### WHAT IS BEING ASKED
Pull out every line in the entries below that contains the word "tags", and copy each of those lines in full.
+ + + + + + +
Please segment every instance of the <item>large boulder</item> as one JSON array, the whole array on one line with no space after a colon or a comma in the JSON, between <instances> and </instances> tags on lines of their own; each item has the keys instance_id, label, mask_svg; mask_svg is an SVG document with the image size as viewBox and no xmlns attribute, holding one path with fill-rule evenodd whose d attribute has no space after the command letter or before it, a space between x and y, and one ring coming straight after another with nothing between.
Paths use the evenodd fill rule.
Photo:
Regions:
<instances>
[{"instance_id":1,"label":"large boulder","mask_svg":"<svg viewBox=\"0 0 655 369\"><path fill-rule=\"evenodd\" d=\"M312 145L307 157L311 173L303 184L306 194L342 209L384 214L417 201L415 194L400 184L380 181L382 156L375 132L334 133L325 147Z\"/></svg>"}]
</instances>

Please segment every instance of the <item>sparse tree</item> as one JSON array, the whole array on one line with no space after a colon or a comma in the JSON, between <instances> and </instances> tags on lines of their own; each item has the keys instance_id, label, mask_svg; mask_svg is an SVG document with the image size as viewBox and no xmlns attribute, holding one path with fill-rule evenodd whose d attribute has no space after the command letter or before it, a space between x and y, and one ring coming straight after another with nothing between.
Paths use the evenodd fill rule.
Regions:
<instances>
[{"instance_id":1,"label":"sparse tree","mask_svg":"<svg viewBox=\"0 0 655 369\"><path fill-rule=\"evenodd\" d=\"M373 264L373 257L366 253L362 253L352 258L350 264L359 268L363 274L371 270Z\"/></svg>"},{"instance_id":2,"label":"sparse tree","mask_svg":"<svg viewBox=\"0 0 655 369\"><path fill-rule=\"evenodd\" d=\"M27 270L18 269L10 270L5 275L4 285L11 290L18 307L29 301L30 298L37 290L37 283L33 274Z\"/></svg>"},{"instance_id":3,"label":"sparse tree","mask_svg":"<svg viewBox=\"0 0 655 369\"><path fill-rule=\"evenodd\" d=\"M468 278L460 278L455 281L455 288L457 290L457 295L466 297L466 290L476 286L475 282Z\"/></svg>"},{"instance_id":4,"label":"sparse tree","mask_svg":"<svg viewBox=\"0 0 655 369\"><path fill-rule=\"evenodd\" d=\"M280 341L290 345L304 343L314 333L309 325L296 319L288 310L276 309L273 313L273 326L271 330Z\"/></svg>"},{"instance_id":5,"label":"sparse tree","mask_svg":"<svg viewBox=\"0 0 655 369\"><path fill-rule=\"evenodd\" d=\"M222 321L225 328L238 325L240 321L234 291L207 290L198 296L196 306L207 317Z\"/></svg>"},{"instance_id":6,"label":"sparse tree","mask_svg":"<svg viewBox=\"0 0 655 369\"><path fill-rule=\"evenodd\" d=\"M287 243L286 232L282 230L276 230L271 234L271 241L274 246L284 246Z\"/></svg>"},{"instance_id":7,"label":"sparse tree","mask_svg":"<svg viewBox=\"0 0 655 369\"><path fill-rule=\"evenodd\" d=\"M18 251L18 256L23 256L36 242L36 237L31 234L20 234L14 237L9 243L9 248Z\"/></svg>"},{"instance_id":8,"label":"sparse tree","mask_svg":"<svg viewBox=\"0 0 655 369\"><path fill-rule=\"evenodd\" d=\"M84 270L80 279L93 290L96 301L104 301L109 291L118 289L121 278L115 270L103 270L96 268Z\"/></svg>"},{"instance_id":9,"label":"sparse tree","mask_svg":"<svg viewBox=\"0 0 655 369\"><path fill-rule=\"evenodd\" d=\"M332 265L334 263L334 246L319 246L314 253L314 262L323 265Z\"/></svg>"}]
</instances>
+ + + + + + +
### WRITTEN SOLUTION
Please segment every instance of the <item>large boulder</item> as one JSON array, the whole array on one line with no space after a colon or a comma in the JSON, between <instances> and </instances> tags on lines of their own; each item has the keys instance_id, label, mask_svg; mask_svg is an SVG document with the image size as viewBox and no xmlns attribute, holding one path with fill-rule evenodd whose d attribute has no space after the command letter or before it, a space between x and y, and one ring coming straight after another with nothing between.
Please segment every instance of the <item>sparse tree</item> as one JSON array, the whole array on one line with no space after a colon or a comma in the JSON, between <instances> and </instances> tags on lines of their own; each item has the keys instance_id, label, mask_svg; mask_svg is an SVG document with the image size as viewBox and no xmlns attribute, holding one path with fill-rule evenodd whose d attribute has no space after the command letter or before it, a space between x and y, and one ring coming straight after another with nothing between.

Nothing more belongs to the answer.